Rewrite the material below with "Note to the class" replaced by "Note to the group" and nothing else changed. Begin at the first line and stop after the line containing "pixel 200 86".

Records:
::::::

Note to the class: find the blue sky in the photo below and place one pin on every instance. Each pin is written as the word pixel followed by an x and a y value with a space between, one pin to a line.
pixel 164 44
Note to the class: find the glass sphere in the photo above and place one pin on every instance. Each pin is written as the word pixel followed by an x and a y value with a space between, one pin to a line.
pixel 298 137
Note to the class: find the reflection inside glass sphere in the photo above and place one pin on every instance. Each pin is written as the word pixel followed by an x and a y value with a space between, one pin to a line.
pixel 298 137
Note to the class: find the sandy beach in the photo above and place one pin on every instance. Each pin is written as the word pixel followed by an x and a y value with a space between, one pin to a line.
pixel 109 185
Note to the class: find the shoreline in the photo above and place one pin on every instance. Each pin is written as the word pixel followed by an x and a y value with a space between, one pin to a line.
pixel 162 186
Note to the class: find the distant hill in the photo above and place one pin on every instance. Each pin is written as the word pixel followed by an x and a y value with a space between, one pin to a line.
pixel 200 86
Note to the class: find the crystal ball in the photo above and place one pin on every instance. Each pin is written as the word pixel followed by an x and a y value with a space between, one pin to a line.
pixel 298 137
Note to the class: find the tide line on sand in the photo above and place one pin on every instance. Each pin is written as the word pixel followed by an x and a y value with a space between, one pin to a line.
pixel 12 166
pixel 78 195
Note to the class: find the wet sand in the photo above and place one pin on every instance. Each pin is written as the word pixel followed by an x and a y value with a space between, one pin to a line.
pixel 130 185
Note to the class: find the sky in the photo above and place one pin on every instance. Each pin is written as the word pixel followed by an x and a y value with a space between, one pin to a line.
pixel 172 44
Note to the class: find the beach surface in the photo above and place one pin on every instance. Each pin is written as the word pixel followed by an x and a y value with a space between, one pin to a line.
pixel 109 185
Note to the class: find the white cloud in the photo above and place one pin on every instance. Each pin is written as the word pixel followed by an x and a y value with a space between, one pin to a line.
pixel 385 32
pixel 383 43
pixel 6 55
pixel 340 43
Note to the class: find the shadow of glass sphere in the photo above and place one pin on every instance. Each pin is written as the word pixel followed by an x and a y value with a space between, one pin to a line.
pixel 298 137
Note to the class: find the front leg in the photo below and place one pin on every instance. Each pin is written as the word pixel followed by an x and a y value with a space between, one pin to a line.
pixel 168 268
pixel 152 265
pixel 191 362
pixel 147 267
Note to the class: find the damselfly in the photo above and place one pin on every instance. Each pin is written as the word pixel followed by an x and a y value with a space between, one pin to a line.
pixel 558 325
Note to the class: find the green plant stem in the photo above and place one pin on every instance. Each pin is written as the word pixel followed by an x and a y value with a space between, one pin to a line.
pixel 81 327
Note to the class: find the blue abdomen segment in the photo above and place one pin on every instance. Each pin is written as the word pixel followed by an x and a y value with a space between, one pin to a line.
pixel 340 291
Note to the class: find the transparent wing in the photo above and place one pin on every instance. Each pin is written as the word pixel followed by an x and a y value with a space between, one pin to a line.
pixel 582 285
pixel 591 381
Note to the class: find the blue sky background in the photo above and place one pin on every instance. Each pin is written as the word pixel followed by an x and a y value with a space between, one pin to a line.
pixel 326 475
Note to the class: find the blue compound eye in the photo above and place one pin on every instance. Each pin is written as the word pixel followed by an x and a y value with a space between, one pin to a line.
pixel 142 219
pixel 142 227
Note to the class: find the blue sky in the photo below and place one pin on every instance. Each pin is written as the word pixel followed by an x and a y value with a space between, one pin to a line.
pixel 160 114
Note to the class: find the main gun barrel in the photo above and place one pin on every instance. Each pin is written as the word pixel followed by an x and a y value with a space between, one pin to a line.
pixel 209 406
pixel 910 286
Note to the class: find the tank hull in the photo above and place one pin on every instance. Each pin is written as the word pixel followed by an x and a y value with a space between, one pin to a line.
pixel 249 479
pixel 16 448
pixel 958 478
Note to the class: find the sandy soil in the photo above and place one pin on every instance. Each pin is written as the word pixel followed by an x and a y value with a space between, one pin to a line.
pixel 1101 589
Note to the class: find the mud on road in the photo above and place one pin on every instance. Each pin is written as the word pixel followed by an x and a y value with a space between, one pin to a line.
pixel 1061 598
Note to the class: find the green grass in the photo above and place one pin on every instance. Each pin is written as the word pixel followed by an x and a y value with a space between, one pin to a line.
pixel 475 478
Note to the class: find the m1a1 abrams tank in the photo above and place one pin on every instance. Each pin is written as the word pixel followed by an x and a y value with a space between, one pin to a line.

::::::

### Solution below
Note to the group: find the blue sky in the photo below and place one pin on every instance. Each pin is written as the word pixel followed by an x and a y value with a space between, one pin to a line.
pixel 164 44
Note to the group: find the glass sphere in the photo above and place one pin on every instance. Each pin is written as the word pixel followed by an x and a y value with a space between, one pin to a line.
pixel 298 137
Note to the group: find the reflection inside glass sphere in the photo above and place one pin on every instance. Each pin is written as the word pixel followed by an x and a y value with a space between, one pin to a line.
pixel 298 137
Note to the group: find the sandy beach in the photo above and place one pin on every instance. Each pin is written as the word pixel followed by an x and a y value with a space between, one pin to a line.
pixel 109 185
Note to the group: find the shoreline in the photo above and place one pin on every instance. Each pin is written as the word pixel followed by an x and a y value with a space between, one pin to a line.
pixel 162 186
Note to the group: find the distant hill in the photo above and place one pin on every instance. Each pin is written as the word pixel followed by an x and a y value with a space between, one pin to a line.
pixel 200 86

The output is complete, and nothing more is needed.